Task objective:
Condense the paragraph of the PHP 5.3 release message that opens with "Often at these times", keeping its main facts.

Source document:
:::::
Hi,

  ok, just came home from some family business and on my way to bed, but
some general comments from my side, I will answer to individual things
tomorrow morning my time.

  5.3 was branched off September 2007 and we aimed for releasing it
multiple times since then, just some random comment I recently saw on
twitter:

    Quoting @smalyshev:
    Old mails: me in Nov 2007: "5.3 is some months ahead, chances of
    having next 5.2 are quite low". Shows how good I am at
    predictions...9:23 PM Jun 23rd

  Often at these times PHP was in quite good shape but we decided to add
this tiny feature here and that tiny patch there and then came some
bigger things like closures and changes to namespaces, and, .. and we
delayed and delayed. Meanwhile it is 1.5 years later and looking at
UPGRADING and NEWS 5.3 became one of the biggest releases ever.

  And at some point we have to release and get it out - the list of, moe
or less, planned features is already quite long. This lead Lukas and me
to the decision to become stricter and stricter about stuff as we agreed
that it's better to have some known things not perfect than too many
things introducing bad side-effects - and better than waiting for the
100% perfect thing as that will never be reached. (there is no bug free
software, well maybe TeX, but I'm not certain there either)

  We were transparent on that on internals and I spent quite some time
looking at every commit over the last weeks and discussing every change
and got mostly supportive responses - some disagreed with some decisions
here and there but I had the feeling that the goal was shared.
:::::
Collected data:
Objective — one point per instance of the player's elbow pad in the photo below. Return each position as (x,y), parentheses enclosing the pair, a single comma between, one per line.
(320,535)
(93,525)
:::::
Result below:
PHP was often in good shape, but small features and patches kept being added, then bigger changes such as closures and namespace changes, so the release was delayed again and again. Now, 1.5 years later, UPGRADING and NEWS show that 5.3 has become one of the biggest releases ever.